• Bereitgestellter Auszug:
+ + +

Welches Material wird analysiert?


‌Zur Probeentnahme kommen grundsätzlich alle menschlichen Zellen in Frage. In der Regel wird Folgendes verwendet:

  • Blutprobe
  • Schleimhautabstriche (Speichelabstriche)
  • Gewebeproben
  • Haare mitsamt Haarwurzel 


‌Schleimhautabstriche sind schmerzlos und lassen sich bei Kindern ohne Probleme durchführen. Auch bei neugeborenen Babys sind Proben einfach zu entnehmen (z.B. Blut aus der Nabelschnur). Die DNA-Merkmale des Kindes prägen sich schon während der Schwangerschaft vollständig aus.

 

Hinweis: 

Grundsätzlich wird bei der Klärung der Vaterschaft immer Zellmaterial von allen drei beteiligten Personen untersucht. Also von Vater, Mutter und Kind. Theoretisch ist auch ein Zwei-Personen-Gutachten möglich, bei dem nur Vater und Kind untersucht werden. Dabei entstehen aber häufig höhere Kosten.

 

Wie sicher ist das Ergebnis?


‌Die heutigen Analysemethoden sind in hohem Maße sicher. Nach einem Vaterschaftstest sind drei Szenarien für die Vaterschaftsbeurteilung denkbar:

  • Vaterschaft ausgeschlossen
  • Vaterschaft mit hoher Sicherheit (>99,9%)

+ + +

• Angezeigte Daten:
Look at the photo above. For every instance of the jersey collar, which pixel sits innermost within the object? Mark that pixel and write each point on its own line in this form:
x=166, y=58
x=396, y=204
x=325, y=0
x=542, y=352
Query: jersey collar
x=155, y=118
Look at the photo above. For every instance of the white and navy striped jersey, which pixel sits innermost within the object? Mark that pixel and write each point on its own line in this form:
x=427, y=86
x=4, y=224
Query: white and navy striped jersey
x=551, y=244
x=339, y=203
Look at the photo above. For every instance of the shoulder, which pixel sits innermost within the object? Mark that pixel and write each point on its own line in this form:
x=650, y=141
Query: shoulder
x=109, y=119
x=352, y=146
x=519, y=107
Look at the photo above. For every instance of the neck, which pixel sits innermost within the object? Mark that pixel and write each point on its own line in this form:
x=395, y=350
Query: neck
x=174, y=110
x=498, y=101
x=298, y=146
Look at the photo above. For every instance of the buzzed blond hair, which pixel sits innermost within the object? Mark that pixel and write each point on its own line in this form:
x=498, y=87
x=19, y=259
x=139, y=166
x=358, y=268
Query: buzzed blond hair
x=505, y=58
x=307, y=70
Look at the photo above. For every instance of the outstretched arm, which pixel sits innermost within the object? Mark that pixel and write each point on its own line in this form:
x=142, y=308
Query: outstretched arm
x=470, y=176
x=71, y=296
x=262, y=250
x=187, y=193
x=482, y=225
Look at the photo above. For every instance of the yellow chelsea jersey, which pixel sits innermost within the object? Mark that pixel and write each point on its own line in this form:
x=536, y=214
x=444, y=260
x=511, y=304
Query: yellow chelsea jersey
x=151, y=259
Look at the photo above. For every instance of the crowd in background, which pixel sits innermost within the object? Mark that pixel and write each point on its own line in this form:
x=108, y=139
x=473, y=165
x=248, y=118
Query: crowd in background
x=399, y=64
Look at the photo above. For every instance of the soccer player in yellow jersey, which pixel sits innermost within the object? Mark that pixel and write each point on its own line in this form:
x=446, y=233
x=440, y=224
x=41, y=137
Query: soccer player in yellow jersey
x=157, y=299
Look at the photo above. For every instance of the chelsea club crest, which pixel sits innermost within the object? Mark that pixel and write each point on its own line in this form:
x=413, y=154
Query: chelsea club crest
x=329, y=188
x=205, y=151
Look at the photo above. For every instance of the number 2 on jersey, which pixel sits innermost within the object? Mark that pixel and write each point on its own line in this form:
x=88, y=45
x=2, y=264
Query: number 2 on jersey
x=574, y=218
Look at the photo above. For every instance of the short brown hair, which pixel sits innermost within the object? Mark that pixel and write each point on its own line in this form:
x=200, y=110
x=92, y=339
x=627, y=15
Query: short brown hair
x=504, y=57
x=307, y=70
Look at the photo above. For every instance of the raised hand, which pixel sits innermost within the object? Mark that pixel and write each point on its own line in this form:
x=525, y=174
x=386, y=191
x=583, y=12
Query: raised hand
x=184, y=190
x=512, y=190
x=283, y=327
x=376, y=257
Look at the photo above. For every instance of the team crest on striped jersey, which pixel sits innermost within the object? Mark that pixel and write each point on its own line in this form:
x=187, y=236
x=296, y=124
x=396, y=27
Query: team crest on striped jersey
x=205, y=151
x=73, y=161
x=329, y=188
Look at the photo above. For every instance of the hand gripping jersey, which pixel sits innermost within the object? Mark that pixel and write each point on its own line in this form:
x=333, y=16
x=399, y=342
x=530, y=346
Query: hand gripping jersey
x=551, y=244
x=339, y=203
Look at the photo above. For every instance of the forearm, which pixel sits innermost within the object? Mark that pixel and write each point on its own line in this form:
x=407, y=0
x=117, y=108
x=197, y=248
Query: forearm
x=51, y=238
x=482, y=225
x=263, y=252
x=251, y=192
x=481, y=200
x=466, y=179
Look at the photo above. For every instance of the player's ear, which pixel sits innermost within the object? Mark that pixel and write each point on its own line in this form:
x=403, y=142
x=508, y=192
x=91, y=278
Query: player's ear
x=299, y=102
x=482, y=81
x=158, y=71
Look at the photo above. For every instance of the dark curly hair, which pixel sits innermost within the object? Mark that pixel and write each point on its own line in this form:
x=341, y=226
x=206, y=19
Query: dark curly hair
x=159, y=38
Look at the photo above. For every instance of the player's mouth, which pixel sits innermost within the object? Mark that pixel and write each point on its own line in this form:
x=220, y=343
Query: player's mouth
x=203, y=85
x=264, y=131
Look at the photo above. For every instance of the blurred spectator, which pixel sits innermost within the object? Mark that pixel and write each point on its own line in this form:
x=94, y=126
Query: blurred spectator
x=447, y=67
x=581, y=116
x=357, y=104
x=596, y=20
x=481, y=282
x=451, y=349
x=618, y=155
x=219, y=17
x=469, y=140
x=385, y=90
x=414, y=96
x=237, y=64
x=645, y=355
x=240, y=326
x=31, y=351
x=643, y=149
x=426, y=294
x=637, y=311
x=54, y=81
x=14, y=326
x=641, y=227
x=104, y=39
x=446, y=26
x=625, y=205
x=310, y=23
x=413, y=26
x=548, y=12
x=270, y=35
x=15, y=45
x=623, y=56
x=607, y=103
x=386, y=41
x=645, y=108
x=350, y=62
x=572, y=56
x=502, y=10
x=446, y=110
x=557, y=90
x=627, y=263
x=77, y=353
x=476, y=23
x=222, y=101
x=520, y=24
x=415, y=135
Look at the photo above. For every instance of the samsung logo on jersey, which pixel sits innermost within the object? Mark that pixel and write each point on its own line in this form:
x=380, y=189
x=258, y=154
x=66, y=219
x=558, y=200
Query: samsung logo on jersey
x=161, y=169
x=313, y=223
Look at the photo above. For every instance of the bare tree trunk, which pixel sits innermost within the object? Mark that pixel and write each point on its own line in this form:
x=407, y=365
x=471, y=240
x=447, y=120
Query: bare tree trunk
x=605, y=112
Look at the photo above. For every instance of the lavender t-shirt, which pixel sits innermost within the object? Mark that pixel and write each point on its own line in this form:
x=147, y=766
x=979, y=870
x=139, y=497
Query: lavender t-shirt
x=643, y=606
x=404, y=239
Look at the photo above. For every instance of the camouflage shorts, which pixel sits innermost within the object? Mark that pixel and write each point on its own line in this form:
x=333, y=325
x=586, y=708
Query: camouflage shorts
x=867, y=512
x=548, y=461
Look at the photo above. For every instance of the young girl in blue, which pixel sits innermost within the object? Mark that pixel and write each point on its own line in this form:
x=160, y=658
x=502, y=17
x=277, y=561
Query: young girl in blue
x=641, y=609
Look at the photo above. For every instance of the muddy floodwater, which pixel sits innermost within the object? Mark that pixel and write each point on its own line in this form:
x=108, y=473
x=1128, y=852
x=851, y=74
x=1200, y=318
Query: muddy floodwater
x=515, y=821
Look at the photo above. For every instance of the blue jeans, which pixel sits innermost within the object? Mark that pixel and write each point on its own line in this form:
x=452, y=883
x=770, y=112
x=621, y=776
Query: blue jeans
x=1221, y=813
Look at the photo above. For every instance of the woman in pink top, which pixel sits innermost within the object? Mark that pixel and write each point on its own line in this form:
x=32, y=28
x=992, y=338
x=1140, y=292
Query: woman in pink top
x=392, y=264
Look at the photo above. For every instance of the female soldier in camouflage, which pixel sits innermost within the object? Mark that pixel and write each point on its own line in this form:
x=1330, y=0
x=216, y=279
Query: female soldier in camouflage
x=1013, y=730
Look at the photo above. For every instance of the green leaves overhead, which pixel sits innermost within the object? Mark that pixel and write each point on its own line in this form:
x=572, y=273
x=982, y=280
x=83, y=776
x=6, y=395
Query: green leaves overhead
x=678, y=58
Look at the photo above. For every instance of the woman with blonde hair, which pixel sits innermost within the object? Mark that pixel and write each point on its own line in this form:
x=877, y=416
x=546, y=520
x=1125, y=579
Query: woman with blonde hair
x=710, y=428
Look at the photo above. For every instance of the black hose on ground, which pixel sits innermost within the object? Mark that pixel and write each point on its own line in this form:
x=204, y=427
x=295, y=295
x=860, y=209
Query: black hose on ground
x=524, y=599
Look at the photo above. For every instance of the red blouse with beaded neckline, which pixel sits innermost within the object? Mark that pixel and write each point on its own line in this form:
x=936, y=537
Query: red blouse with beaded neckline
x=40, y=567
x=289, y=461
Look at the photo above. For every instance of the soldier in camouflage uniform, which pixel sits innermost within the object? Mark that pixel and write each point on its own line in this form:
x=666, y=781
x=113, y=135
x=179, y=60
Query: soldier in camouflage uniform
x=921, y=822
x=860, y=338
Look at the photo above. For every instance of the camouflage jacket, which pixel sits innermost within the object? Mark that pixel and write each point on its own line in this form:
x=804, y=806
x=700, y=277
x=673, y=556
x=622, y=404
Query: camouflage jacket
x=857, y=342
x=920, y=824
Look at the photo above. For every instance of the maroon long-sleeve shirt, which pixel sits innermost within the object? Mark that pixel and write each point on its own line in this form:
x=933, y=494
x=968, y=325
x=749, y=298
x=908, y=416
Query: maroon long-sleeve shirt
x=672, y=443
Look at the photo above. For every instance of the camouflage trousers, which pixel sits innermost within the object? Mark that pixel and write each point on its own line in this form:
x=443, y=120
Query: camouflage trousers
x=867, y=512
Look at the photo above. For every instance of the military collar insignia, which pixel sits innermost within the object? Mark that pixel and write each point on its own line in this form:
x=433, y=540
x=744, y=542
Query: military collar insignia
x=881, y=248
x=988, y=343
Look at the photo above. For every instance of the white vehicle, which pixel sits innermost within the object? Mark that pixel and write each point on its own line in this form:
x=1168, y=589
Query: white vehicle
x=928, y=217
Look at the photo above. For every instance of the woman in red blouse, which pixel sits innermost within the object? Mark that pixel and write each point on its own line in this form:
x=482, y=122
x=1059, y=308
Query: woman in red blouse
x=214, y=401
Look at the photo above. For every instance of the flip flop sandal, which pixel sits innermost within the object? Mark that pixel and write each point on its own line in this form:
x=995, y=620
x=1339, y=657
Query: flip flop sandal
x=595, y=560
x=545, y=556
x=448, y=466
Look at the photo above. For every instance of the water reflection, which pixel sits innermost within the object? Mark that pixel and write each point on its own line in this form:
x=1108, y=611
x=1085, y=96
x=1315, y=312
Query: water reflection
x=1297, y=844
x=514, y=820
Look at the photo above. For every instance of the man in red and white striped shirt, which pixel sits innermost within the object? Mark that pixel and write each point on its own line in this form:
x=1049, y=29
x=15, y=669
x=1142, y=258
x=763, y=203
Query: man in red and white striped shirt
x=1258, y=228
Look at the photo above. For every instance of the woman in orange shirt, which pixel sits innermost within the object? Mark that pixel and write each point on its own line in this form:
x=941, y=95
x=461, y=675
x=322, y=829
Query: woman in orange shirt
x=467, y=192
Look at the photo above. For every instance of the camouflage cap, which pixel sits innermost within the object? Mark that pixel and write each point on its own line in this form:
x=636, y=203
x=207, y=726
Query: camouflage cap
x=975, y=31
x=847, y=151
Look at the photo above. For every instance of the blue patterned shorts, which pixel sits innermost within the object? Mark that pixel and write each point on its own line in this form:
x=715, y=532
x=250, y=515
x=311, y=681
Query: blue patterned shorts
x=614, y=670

+ + +

• Auszuführende Aufgabe:
Von welchen Personen wird laut dem Auszug zum Vaterschaftstest bei der Klärung der Vaterschaft grundsätzlich Zellmaterial untersucht?

• Erledigte Aufgabe:
Von Vater, Mutter und Kind.